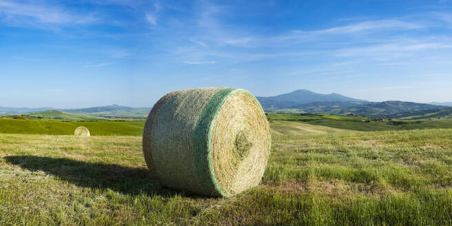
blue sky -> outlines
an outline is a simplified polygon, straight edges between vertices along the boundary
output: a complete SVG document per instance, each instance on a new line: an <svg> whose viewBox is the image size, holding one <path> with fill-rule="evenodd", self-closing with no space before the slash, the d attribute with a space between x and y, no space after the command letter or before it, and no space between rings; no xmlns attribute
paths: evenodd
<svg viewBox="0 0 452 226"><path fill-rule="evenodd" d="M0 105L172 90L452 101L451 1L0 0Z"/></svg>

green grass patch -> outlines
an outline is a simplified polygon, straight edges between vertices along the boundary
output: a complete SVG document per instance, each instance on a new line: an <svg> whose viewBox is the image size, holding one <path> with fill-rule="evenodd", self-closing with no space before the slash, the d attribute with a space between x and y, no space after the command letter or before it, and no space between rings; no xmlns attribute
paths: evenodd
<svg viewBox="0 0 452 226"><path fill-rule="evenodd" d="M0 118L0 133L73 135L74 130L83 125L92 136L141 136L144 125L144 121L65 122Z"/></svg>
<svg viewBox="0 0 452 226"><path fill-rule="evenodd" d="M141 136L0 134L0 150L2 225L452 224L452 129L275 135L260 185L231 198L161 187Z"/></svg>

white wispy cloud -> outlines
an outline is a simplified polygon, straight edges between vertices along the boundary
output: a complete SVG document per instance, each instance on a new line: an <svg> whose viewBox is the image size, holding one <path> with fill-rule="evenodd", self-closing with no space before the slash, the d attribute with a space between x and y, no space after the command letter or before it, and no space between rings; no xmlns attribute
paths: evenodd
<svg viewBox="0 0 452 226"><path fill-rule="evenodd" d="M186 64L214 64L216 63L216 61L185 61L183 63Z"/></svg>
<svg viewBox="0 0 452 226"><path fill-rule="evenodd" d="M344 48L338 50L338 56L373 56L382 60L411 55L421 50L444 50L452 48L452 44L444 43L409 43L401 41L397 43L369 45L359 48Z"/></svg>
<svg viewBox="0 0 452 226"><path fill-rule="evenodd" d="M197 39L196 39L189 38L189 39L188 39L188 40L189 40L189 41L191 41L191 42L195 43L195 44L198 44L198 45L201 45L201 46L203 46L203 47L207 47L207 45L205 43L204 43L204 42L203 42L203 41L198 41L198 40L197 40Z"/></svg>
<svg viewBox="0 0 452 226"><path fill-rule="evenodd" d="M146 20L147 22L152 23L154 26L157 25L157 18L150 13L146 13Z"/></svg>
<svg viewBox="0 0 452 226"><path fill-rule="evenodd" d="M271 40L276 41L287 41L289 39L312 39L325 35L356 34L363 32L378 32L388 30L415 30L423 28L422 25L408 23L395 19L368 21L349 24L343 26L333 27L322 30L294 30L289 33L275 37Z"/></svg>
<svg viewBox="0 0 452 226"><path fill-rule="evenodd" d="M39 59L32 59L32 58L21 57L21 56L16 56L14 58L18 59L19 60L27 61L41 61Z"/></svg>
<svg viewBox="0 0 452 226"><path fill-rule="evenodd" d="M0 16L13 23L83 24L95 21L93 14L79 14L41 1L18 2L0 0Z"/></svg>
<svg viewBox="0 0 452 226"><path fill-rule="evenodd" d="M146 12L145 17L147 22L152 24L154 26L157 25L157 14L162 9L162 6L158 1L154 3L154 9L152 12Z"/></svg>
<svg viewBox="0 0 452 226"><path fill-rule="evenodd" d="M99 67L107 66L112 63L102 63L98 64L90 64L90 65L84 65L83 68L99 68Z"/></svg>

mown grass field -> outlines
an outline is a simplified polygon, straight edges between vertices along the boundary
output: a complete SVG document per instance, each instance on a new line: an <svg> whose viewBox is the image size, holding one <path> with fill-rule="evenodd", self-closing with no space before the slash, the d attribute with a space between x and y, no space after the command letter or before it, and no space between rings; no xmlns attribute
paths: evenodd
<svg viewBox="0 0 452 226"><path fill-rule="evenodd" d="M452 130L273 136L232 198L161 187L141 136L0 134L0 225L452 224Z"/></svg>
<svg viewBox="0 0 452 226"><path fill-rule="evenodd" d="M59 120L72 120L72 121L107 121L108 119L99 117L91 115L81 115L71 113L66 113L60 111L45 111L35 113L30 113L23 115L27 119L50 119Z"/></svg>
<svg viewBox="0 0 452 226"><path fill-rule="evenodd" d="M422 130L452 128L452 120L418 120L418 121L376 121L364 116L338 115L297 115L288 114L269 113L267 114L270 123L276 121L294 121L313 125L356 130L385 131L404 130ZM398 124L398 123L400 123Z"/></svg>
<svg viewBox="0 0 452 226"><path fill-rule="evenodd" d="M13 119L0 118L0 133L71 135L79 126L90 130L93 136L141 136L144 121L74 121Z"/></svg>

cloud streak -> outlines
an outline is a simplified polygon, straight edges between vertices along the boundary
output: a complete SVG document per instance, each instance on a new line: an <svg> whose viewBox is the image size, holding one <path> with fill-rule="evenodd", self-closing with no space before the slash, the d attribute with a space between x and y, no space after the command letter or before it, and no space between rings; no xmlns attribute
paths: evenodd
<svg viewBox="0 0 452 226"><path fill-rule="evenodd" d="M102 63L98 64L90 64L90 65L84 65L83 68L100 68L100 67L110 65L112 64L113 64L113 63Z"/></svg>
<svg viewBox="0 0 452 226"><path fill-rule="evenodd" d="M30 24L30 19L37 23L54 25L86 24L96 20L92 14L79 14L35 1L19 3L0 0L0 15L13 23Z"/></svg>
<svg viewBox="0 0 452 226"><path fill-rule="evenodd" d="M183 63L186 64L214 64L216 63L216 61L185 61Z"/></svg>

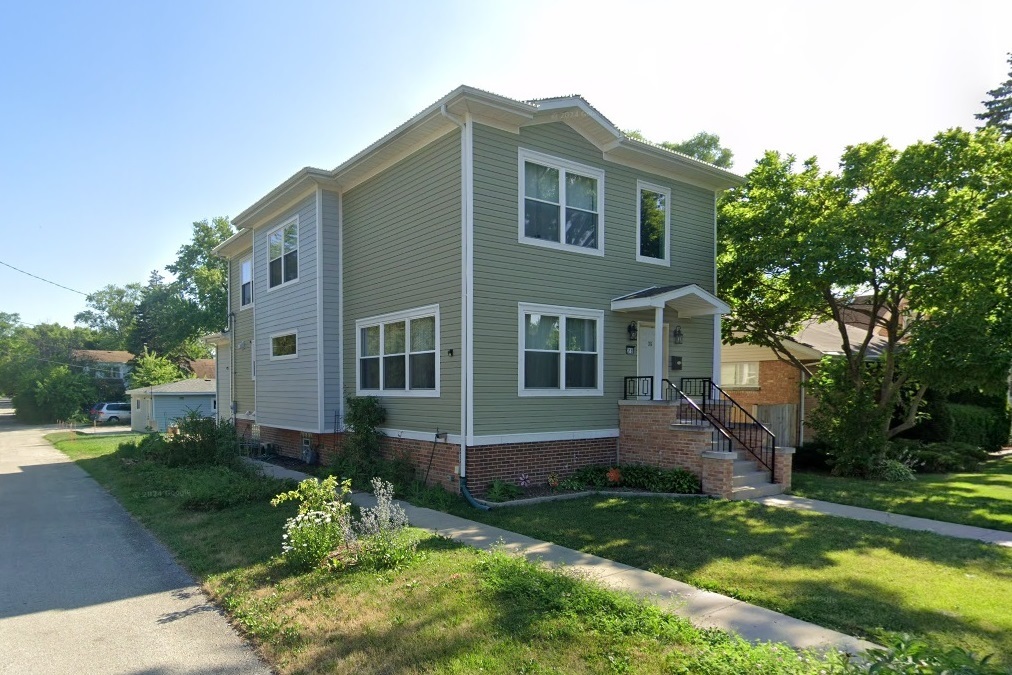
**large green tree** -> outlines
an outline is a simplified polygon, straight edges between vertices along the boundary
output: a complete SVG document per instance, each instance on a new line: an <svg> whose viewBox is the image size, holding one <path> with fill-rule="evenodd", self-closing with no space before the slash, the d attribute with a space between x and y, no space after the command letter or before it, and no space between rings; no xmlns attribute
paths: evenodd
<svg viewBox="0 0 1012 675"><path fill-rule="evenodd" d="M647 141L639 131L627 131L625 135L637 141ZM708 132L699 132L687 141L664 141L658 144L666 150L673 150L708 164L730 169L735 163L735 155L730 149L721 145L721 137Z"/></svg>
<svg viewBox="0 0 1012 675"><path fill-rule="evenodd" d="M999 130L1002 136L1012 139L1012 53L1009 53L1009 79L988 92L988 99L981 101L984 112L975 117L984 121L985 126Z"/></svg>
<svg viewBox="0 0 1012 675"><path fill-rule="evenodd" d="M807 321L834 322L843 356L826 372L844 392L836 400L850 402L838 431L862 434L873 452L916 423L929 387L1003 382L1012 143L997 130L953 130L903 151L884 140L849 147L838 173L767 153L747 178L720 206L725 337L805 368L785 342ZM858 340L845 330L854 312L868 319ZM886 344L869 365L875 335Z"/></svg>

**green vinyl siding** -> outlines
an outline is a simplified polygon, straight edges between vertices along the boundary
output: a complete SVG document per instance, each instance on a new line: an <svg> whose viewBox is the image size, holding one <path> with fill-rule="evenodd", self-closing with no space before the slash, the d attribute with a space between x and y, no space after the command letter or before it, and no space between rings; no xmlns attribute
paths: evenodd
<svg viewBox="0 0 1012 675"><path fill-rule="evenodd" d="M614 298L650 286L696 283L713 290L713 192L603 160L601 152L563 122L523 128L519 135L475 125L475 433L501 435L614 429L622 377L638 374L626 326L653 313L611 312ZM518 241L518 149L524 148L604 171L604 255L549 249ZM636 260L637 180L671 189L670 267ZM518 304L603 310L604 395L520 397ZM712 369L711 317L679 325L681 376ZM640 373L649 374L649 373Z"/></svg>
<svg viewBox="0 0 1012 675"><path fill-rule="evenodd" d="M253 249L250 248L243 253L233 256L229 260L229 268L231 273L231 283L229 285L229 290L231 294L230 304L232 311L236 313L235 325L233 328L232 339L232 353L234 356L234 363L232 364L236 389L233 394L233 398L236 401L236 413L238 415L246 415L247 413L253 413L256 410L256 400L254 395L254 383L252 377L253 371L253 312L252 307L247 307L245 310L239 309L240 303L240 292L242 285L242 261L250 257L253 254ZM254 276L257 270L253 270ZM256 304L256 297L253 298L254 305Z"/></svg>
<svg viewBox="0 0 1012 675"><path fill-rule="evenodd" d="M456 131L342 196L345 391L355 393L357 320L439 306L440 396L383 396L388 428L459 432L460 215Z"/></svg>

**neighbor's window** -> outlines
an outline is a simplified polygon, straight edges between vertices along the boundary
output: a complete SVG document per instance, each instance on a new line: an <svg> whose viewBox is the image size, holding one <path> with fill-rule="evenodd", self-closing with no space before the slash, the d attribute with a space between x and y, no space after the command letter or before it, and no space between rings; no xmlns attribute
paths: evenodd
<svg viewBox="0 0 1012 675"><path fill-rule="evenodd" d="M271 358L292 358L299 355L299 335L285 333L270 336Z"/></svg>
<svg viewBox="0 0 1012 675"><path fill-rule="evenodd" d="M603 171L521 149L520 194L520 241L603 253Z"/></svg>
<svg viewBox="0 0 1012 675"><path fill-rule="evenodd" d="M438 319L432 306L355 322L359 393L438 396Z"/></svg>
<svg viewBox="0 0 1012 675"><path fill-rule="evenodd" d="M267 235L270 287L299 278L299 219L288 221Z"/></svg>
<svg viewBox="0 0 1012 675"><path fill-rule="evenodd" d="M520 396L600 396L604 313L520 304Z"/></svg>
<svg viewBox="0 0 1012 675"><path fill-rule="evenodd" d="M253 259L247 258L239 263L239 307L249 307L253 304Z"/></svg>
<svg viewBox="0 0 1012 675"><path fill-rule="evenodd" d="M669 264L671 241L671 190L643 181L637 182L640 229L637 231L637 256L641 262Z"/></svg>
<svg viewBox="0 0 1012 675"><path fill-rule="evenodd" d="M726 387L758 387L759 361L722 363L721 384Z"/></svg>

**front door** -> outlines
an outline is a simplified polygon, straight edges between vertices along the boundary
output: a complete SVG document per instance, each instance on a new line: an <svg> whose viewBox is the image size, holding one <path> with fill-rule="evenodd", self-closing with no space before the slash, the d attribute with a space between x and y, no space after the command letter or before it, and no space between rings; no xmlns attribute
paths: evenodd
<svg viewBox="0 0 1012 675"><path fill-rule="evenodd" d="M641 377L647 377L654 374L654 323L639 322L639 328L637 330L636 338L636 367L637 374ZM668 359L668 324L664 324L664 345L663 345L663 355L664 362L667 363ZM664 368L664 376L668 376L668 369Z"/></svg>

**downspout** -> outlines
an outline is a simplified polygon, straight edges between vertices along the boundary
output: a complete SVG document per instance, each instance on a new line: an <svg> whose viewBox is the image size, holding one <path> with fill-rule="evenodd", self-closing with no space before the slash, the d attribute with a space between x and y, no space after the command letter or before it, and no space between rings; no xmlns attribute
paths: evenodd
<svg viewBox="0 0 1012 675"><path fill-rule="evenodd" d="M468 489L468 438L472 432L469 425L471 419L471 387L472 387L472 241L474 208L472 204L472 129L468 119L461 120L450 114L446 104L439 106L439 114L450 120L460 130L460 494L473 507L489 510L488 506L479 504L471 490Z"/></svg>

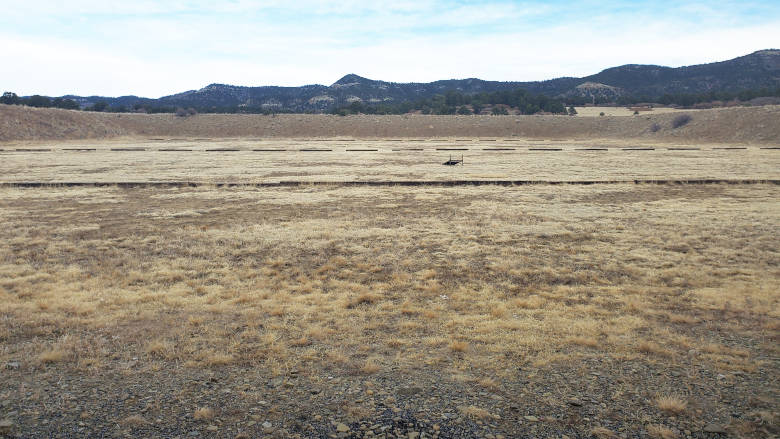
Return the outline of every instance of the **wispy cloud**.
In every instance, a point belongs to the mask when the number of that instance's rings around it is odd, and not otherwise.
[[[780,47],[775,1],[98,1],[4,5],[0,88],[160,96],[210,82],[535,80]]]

* [Exercise requirements]
Only the lines from the one containing "door** -> outlines" through the last line of the records above should be repeated, exactly and without pictures.

* [Finished task]
**front door** -> outlines
an outline is a simplified polygon, straight edges between vertices along the boundary
output: a complete SVG document per instance, each instance on a new line: an <svg> whose viewBox is the image size, holding one <path> with fill-rule="evenodd", self-closing with no space before the slash, the d attribute with a space between x and y, no space after the command letter or before it, and no space between rings; no xmlns attribute
paths: evenodd
<svg viewBox="0 0 1012 675"><path fill-rule="evenodd" d="M641 377L647 377L654 374L654 323L639 322L639 328L637 330L636 338L636 367L637 374ZM668 359L668 324L664 324L664 345L663 345L663 355L664 362L667 363ZM664 368L664 376L668 376L668 369Z"/></svg>

**downspout** -> outlines
an outline is a simplified polygon, straight edges between vertices along the boundary
output: a complete SVG document per instance, each instance on a new line: an <svg> whose viewBox is the image size, holding one <path> with fill-rule="evenodd", self-closing with no space before the slash, the d attribute with a space between x and y, no space after the command letter or before it, and no space between rings; no xmlns attribute
paths: evenodd
<svg viewBox="0 0 1012 675"><path fill-rule="evenodd" d="M468 489L468 438L472 432L469 425L471 419L471 387L472 387L472 241L474 208L472 204L472 129L468 119L461 120L450 114L446 104L439 106L439 114L450 120L460 130L460 494L473 507L489 510L488 506L479 504L471 490Z"/></svg>

Return the outline of every instance of the **wispy cloud**.
In every instance, a point belongs to the mask when the number of that instance's rings around it is odd, and not otherwise.
[[[780,47],[775,1],[98,1],[4,5],[0,88],[160,96],[210,82],[535,80]]]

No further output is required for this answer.